* **Task**
Below are some records. Return exactly the lines from the one containing "Prompted segmentation: segment" through the one containing "positive clicks: (389, 217)", both included, and only those.

* **Material shown**
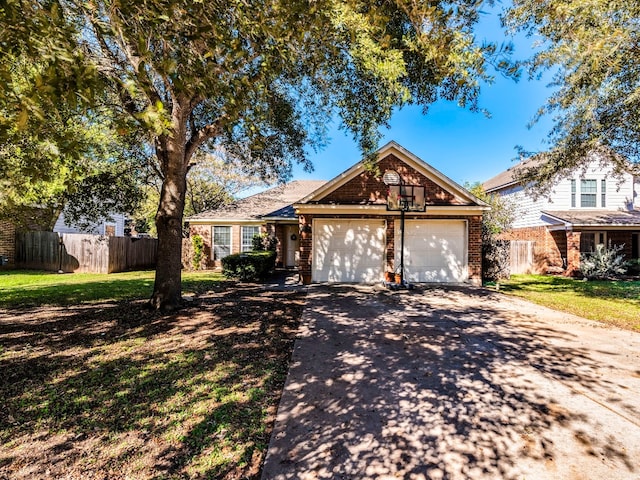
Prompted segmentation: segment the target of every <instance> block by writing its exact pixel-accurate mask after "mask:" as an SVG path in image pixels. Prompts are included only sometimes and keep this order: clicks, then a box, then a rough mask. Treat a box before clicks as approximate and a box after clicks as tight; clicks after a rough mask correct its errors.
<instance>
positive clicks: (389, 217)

...

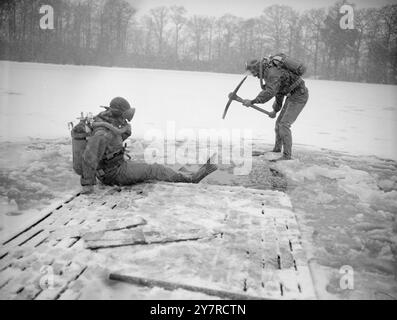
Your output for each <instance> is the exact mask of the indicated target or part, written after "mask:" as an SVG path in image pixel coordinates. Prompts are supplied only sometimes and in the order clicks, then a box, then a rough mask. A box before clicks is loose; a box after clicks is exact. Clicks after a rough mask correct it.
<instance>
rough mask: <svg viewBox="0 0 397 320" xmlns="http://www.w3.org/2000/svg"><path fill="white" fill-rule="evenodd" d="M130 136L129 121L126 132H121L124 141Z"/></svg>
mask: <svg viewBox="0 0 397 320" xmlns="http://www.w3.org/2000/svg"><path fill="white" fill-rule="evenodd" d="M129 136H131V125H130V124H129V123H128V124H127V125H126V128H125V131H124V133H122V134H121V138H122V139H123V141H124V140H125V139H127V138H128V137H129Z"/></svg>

* **Solved exercise**
Prompted segmentation: segment the target of every <instance> block by writing its exact pixel-accurate mask after "mask:" as an SVG path in image pixels. Prompts are included only sometimes and keep this order: clicks, then a box, then a rough mask. Treat a box before clicks as approximate and a box after clicks as tight; clicks after a rough mask correct its errors.
<instance>
positive clicks: (389, 217)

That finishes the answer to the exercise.